Region pointing data:
== Segment start ==

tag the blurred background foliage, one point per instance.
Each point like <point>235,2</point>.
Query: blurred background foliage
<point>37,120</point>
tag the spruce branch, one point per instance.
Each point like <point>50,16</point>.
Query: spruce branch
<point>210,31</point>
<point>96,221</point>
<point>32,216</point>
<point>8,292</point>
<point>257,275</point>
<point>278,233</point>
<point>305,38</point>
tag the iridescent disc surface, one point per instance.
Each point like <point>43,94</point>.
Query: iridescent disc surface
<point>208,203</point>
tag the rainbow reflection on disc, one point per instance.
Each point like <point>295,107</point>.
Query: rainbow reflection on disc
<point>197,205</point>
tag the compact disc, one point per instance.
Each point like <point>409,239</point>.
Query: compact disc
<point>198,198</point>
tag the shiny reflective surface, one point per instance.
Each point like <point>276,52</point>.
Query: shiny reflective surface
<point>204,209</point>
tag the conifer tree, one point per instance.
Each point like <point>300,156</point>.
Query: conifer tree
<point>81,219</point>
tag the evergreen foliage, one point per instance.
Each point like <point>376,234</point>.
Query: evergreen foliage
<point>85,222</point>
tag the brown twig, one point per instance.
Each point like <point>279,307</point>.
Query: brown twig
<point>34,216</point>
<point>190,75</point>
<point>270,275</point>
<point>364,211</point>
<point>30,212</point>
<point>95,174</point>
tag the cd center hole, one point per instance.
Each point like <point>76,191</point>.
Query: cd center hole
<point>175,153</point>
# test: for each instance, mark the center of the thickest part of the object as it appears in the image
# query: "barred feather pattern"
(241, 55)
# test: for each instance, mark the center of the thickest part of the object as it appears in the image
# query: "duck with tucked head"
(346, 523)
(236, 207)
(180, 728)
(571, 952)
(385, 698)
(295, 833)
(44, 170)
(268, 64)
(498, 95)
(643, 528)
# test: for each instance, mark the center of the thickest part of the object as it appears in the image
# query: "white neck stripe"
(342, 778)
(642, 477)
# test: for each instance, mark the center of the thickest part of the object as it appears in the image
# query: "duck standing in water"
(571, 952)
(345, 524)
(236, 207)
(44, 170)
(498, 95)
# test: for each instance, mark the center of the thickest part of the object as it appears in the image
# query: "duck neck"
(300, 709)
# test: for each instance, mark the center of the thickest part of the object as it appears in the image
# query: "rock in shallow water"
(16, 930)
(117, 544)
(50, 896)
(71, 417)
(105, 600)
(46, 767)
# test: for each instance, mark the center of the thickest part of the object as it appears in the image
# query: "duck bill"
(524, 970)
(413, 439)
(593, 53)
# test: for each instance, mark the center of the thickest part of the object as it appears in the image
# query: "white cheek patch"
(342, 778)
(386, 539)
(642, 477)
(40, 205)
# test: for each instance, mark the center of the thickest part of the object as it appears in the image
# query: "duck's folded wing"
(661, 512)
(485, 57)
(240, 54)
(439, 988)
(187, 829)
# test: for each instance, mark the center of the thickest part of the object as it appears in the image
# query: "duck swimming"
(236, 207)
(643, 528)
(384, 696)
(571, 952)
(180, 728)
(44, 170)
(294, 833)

== Segment end ==

▶ Task: Once you find the string "like" in a line of the records, copy that line.

▶ Answer to this problem:
Each point like <point>235,2</point>.
Each point like <point>50,16</point>.
Each point like <point>43,94</point>.
Each point like <point>295,107</point>.
Each point like <point>409,239</point>.
Each point like <point>276,52</point>.
Each point like <point>300,156</point>.
Each point like <point>376,234</point>.
Each point like <point>279,307</point>.
Each point like <point>76,191</point>.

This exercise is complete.